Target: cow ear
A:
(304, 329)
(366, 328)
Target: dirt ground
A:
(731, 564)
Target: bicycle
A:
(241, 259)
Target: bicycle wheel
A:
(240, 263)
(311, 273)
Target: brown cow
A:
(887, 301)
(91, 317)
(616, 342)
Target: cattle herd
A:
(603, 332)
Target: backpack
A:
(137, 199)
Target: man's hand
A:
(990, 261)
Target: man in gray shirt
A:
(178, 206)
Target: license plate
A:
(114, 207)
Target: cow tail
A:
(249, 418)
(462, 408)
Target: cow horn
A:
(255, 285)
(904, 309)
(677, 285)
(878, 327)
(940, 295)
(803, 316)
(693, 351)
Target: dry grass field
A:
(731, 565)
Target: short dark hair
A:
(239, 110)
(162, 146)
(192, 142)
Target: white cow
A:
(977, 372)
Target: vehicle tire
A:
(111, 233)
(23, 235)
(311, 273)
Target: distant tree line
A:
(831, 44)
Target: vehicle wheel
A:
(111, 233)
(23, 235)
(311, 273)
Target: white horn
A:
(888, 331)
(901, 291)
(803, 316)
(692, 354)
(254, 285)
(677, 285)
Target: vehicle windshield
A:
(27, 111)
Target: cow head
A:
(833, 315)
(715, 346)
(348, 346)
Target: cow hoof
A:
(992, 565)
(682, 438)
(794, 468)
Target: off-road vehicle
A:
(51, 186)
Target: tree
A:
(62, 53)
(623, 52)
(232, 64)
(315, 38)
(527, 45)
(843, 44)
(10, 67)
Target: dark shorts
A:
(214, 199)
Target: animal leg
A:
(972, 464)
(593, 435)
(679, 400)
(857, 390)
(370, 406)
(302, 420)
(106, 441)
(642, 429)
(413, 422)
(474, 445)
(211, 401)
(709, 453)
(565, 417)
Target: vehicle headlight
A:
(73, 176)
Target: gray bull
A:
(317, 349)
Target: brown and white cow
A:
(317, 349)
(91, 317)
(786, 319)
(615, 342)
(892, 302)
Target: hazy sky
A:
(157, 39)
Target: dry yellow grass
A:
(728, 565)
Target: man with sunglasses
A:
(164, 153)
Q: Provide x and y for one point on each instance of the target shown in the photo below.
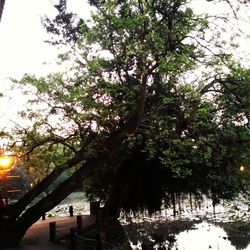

------

### Directions for this task
Give the data above again, exactly, with every picture removed.

### Response area
Target: cow ear
A:
(304, 329)
(366, 328)
Target: dirt ground
A:
(731, 564)
Target: bicycle
A:
(241, 259)
Target: bicycle wheel
A:
(240, 263)
(311, 273)
Target: brown cow
A:
(887, 301)
(91, 317)
(616, 342)
Target: cattle herd
A:
(603, 332)
Target: backpack
A:
(137, 199)
Target: man's hand
A:
(990, 261)
Target: man in gray shirt
A:
(178, 206)
Target: license plate
A:
(114, 207)
Target: cow tail
A:
(249, 418)
(462, 408)
Target: cow horn
A:
(255, 285)
(904, 309)
(677, 285)
(878, 327)
(940, 295)
(803, 316)
(693, 351)
Target: dry grass field
A:
(731, 565)
Target: short dark hair
A:
(239, 110)
(162, 146)
(192, 142)
Target: white cow
A:
(977, 372)
Target: vehicle tire
A:
(111, 233)
(23, 235)
(311, 273)
Target: distant tree line
A:
(831, 44)
Target: vehicle wheel
A:
(111, 233)
(23, 235)
(311, 273)
Target: white horn
A:
(888, 331)
(901, 291)
(803, 316)
(692, 354)
(254, 285)
(677, 285)
Target: vehicle windshield
A:
(27, 111)
Target: cow head
A:
(833, 315)
(715, 346)
(348, 346)
Target: cow hoof
A:
(992, 565)
(682, 438)
(794, 468)
Target: off-road vehicle
A:
(51, 186)
Target: tree
A:
(62, 53)
(623, 52)
(232, 64)
(315, 38)
(527, 45)
(843, 44)
(10, 67)
Target: dark shorts
A:
(214, 199)
Target: animal leg
A:
(972, 464)
(593, 435)
(679, 400)
(857, 390)
(370, 406)
(302, 420)
(106, 441)
(642, 429)
(413, 422)
(474, 445)
(211, 401)
(709, 453)
(565, 417)
Target: vehicle headlight
A:
(73, 176)
Target: gray bull
A:
(317, 349)
Target: brown and white cow
A:
(317, 349)
(91, 317)
(786, 319)
(615, 342)
(892, 302)
Target: hazy sky
A:
(157, 39)
Target: dry yellow grass
A:
(728, 565)
Target: man with sunglasses
A:
(164, 153)
Q: Provide x and y for one point on each instance of the target shown in the photo below.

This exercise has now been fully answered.